*WORK TO BE COMPLETED*: Take the entries that follow and return exactly the lines from the one holding "column 316, row 353" through the one holding "column 130, row 34", both included. Nothing else is needed.

** Opening DATA TO USE block **

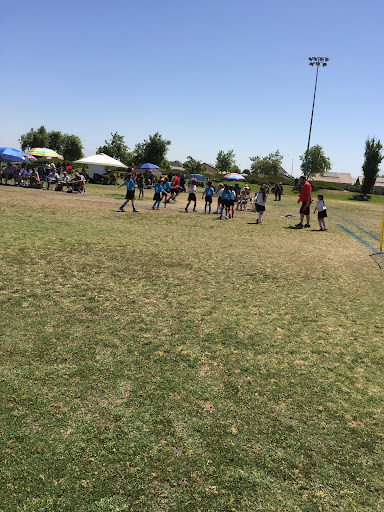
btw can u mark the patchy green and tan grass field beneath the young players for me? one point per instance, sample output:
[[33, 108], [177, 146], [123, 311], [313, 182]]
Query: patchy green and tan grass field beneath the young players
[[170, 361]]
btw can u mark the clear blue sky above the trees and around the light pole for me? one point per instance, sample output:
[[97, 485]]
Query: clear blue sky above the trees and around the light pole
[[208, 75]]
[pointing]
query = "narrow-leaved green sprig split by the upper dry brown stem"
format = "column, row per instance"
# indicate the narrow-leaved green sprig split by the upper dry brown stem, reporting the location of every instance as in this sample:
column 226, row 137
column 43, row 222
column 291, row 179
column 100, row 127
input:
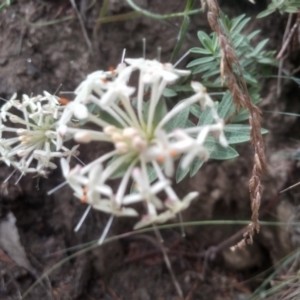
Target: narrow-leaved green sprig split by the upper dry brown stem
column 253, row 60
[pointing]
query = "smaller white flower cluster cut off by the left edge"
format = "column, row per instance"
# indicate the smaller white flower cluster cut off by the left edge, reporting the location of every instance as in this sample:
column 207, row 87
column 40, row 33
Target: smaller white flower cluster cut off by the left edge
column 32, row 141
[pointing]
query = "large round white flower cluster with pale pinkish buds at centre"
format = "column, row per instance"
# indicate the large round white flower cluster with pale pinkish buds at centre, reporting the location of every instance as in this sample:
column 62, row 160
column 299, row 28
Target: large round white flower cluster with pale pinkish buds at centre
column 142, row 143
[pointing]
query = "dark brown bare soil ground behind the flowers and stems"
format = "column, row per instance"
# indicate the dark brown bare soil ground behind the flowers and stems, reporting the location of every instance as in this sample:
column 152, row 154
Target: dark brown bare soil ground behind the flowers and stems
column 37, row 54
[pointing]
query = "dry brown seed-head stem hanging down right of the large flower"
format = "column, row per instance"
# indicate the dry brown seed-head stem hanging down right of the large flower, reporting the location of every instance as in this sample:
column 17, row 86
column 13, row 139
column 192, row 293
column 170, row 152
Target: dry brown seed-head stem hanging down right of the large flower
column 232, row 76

** Closing DATA TO USE block **
** Opening DATA TO USE block **

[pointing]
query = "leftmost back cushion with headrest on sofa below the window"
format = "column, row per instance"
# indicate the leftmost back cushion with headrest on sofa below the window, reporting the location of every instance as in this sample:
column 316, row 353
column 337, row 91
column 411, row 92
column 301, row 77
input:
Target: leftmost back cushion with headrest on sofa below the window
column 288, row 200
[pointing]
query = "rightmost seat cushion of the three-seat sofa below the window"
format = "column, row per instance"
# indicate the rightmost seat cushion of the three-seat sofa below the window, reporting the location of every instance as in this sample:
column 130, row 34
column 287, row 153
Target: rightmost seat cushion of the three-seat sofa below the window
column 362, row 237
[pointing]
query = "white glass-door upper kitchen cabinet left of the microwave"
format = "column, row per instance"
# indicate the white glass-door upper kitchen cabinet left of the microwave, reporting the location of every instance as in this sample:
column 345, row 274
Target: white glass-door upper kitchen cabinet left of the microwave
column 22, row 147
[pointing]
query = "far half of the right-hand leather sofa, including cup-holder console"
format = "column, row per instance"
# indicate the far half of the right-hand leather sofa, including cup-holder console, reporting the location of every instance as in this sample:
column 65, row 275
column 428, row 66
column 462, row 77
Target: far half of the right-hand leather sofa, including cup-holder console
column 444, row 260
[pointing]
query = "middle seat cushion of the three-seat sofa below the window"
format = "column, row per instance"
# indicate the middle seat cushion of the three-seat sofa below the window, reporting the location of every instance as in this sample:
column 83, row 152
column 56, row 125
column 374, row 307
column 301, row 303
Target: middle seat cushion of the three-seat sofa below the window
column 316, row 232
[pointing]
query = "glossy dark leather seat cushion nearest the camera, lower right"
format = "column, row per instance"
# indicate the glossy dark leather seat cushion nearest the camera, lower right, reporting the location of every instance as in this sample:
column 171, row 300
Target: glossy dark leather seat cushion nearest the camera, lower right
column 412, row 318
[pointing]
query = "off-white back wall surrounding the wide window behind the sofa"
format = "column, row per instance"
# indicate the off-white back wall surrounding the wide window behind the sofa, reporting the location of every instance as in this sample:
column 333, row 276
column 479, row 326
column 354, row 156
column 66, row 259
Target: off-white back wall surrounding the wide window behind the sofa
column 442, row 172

** Closing DATA TO USE block **

*EXERCISE SOLUTION*:
column 316, row 353
column 337, row 91
column 411, row 92
column 301, row 77
input:
Target: leftmost back cushion with headrest on sofa below the window
column 288, row 200
[pointing]
query = "rightmost seat cushion of the three-seat sofa below the window"
format = "column, row per instance"
# indicate the rightmost seat cushion of the three-seat sofa below the window, reporting the location of every instance as in this sample:
column 130, row 34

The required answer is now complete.